*Aim*
Quote the text lines of every item below word for word, leaving the pictures out of your answer.

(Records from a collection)
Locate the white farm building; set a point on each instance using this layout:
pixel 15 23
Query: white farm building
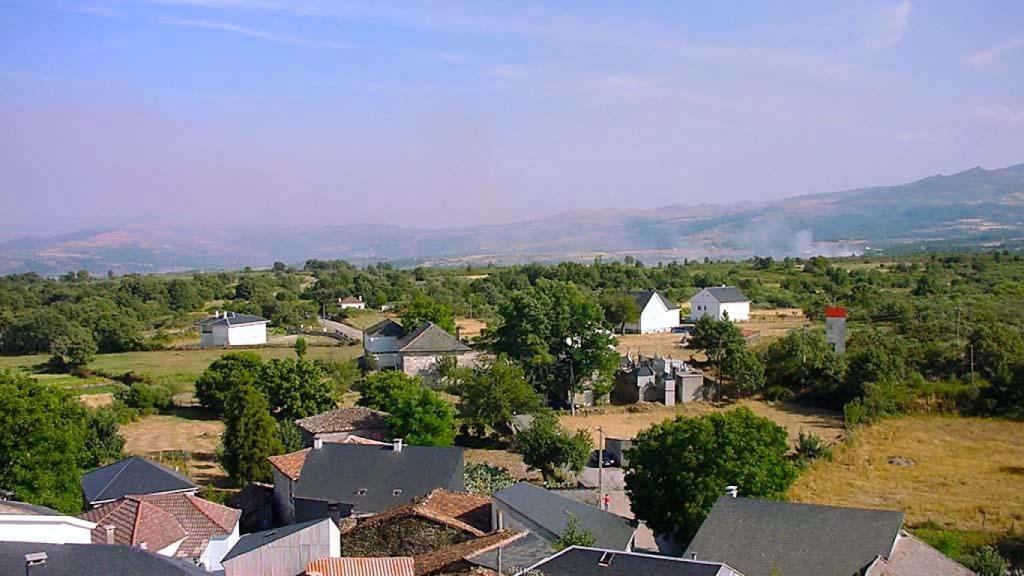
pixel 230 329
pixel 720 302
pixel 657 314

*Written solution*
Locate the white farm building; set a point on each instance using this layout:
pixel 15 23
Query: white farm building
pixel 230 329
pixel 720 302
pixel 657 314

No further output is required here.